**Texte source:**
>>

Le chanteur et militant cadien Zachary Richard entrevoit l’avenir du français en Louisiane avec espoir.

Photo : Marc Poirier

La relève, c’est aussi Colby LeJeune, doctorant à l’Université de Louisiane à Lafayette. Ce dernier anime, en français, l’émission du matin de la radio KRVS, qui fait jouer presque exclusivement de la musique francophone.

Né d’une mère créole et d’un père cadien, Colby Lejeune a décidé de se réapproprier le français à l’âge de 18 ans. Il en est à sa première participation au Congrès.

«C’est important d’avoir des évènements comme ça parce que je connais beaucoup de monde qui vient en Nouvelle-Écosse faire leur propre pèlerinage, mais avoir un évènement central donne une bonne raison pour ceux-là qui jonglaient à venir au Canada. Ils peuvent planifier pour l’année du Congrès. Il y a les réunions de famille, c’est important», insiste-t-il.

<<

[Annotations de régions]
>>

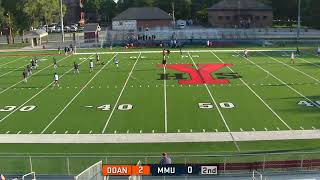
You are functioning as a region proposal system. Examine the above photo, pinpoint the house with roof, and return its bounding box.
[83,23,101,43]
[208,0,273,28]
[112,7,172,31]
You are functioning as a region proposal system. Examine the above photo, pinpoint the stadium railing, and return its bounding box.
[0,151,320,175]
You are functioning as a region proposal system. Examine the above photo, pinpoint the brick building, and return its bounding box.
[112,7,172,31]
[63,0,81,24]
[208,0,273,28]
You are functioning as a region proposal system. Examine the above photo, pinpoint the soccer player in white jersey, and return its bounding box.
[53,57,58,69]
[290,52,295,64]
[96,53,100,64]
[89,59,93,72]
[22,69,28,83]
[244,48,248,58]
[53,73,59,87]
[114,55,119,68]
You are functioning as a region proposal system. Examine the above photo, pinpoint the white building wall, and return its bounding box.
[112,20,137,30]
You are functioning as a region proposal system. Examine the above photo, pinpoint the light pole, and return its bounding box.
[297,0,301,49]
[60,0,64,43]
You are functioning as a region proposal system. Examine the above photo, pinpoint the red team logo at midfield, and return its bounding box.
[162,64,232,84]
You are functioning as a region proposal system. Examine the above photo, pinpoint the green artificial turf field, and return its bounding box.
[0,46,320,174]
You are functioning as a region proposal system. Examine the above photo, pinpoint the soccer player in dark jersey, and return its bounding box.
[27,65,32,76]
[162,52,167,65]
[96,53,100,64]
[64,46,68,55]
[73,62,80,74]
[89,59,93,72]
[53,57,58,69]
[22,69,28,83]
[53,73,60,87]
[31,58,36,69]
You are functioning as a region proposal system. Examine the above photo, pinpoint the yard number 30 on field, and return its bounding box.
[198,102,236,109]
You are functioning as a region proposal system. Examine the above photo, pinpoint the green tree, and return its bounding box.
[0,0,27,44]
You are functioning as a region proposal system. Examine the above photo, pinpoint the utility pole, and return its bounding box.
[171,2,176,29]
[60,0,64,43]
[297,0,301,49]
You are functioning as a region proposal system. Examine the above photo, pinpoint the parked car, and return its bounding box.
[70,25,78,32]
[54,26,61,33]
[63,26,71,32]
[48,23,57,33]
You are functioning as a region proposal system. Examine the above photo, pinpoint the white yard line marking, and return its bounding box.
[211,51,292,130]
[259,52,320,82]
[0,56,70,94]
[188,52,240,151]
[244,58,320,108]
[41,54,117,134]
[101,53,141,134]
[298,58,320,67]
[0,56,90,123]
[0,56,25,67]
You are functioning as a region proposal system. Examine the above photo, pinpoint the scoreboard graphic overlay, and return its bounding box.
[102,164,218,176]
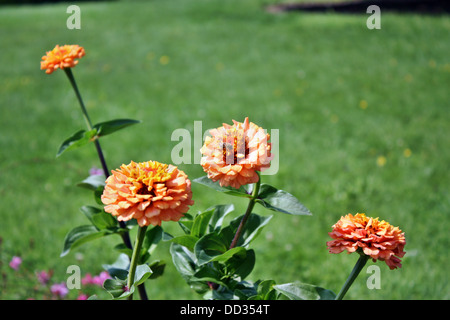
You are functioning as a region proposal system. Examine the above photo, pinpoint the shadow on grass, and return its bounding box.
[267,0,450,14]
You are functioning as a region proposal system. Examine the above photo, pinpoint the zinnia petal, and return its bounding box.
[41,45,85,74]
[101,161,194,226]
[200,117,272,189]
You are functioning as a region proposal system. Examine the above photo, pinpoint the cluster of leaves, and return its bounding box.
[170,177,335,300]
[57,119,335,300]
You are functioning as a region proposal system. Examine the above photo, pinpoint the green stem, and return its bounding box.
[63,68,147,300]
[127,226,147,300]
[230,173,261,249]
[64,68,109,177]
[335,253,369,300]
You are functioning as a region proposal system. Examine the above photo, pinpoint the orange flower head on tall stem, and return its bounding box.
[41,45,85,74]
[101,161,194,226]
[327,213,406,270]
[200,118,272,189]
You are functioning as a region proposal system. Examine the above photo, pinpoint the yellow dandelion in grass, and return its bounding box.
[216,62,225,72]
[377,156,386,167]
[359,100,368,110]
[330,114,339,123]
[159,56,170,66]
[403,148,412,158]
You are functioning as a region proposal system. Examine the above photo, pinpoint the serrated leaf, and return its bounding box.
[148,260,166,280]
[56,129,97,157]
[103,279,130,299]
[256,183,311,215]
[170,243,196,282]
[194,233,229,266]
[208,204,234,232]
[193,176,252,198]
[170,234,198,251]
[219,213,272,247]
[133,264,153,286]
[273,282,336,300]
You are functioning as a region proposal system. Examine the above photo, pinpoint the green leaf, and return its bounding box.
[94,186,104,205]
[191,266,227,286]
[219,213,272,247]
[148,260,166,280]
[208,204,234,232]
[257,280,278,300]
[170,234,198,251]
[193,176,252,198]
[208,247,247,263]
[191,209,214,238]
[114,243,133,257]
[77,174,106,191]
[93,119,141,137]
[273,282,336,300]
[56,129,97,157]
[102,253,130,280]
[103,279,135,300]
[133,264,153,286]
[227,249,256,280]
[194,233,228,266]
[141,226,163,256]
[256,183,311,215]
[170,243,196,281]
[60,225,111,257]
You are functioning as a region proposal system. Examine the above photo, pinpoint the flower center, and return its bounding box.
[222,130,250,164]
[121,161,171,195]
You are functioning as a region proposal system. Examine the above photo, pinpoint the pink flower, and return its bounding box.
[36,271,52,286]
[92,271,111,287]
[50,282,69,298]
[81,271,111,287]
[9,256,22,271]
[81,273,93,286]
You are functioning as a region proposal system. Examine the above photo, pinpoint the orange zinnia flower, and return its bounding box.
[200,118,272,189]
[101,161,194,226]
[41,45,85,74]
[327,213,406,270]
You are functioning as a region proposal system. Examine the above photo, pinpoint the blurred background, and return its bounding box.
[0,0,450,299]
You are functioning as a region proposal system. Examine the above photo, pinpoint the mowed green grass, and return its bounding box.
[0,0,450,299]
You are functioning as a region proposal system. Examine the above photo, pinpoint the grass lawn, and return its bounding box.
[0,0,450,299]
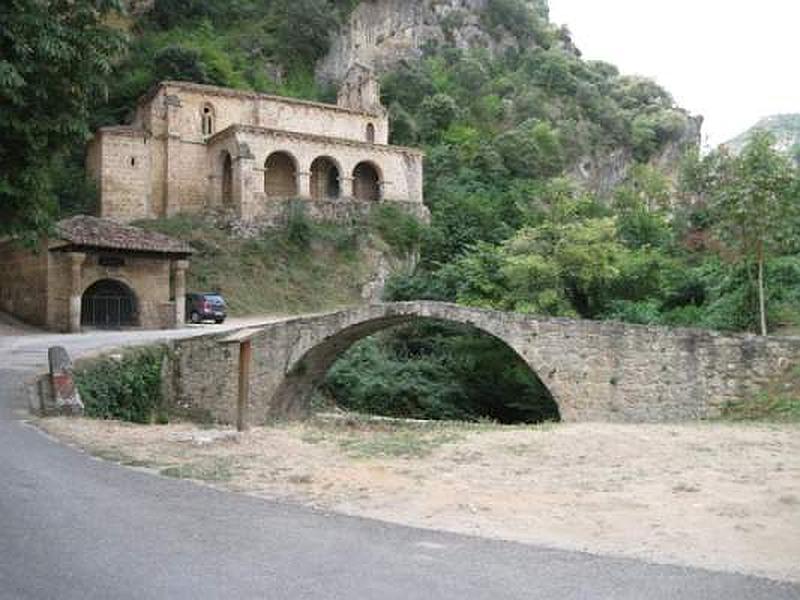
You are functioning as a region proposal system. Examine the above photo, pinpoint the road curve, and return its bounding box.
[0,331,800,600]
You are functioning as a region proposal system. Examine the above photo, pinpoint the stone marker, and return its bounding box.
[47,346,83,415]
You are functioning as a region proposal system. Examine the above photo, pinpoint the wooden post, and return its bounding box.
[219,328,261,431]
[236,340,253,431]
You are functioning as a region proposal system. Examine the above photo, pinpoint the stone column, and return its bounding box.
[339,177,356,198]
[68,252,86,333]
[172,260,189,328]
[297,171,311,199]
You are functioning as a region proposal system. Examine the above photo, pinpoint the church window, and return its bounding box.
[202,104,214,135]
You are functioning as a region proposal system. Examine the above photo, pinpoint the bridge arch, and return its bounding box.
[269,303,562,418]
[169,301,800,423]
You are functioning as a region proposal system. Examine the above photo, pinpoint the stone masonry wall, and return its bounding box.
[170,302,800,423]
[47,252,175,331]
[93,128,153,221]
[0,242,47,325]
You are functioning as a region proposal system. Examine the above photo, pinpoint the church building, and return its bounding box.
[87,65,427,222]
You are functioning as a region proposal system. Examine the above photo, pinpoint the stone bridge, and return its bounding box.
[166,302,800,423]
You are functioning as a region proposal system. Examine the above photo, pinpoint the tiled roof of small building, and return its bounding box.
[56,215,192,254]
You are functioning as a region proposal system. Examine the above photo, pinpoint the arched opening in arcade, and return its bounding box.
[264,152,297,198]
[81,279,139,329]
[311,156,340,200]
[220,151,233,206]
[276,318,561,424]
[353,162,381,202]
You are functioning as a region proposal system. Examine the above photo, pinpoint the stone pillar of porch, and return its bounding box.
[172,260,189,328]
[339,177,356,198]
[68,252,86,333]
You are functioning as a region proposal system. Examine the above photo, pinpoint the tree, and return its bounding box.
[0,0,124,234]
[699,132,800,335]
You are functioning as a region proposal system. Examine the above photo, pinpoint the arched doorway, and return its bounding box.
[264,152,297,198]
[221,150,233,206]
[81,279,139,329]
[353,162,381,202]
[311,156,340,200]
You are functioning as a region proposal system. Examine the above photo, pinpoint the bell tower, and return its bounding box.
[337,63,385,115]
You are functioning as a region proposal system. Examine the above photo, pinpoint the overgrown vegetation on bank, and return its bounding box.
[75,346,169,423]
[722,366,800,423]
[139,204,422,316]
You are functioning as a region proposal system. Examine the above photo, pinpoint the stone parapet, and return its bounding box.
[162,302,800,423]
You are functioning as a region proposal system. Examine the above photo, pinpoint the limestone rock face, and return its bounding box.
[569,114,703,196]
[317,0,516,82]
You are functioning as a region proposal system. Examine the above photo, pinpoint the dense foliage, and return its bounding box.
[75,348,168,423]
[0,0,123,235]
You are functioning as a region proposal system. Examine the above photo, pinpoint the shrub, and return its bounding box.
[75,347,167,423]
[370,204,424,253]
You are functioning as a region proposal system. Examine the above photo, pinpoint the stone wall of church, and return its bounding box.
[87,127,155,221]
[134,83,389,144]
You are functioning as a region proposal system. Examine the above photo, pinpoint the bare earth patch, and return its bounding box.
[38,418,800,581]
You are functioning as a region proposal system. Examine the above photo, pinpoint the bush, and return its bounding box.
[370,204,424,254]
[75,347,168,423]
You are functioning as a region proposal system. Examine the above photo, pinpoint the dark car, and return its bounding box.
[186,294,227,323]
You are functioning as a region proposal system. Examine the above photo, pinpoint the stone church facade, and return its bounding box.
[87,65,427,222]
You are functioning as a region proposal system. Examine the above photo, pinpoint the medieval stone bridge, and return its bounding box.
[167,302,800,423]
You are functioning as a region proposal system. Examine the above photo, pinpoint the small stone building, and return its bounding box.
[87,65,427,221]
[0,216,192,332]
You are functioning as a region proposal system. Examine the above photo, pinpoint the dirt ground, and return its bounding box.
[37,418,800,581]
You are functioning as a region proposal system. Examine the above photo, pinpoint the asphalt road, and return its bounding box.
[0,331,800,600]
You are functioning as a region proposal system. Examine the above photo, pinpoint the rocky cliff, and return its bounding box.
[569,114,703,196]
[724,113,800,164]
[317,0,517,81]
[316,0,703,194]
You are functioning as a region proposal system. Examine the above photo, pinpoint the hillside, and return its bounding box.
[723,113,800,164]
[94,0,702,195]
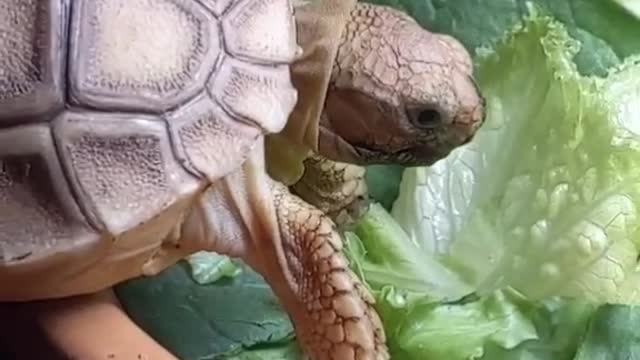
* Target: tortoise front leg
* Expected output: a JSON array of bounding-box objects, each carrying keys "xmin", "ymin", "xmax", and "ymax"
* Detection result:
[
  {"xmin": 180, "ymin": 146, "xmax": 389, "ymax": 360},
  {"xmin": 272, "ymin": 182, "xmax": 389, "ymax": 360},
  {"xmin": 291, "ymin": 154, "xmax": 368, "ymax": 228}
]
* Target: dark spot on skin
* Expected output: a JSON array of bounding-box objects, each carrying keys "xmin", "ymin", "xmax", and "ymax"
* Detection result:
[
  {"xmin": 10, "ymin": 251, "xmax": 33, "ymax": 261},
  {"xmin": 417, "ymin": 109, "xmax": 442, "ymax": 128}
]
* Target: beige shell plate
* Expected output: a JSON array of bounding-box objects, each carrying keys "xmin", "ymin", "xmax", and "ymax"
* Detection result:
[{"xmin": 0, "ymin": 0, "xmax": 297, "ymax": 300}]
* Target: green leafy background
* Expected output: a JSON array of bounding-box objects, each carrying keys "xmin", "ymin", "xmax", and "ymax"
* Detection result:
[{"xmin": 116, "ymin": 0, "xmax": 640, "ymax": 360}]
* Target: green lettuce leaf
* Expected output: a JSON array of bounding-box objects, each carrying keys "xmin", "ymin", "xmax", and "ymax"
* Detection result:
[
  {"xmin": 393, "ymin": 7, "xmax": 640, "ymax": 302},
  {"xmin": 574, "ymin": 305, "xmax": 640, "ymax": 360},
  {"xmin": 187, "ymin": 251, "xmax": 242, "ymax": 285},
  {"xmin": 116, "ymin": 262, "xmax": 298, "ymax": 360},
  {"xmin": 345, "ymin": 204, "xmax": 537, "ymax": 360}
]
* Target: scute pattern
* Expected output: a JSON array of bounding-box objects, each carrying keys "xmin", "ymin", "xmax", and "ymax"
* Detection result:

<<

**Tâche à réaliser:**
Rédigez la suite de l'article sur l'avenir du français en Louisiane, en partant de la fin du dernier paragraphe.

**Réponse à l'exercice:**
Trente ans plus tard, le cri du cœur de Zachary Richard résonne encore. Le Congrès mondial acadien a fait en sorte que, même si le sort des Cadiens de la Louisiane est toujours incertain, ils n’ont toujours pas touché terre.

Le premier Congrès mondial acadien a eu lieu il y a 30 ans, dans le Sud-Est du Nouveau-Brunswick. C’était la première fois que les descendants du Grand Dérangement dispersés de par le monde se réunissaient en un même lieu.

L’évènement avait deux grands objectifs : permettre des retrouvailles, notamment par l’entremise des réunions de famille et des spectacles, ainsi que lancer des réflexions sur l’Acadie d’aujourd’hui et de demain.

Si le volet des retrouvailles et le côté festif se sont avérés de grands succès depuis les débuts, le segment «sérieux», celui des discussions, a connu des hauts et des bas.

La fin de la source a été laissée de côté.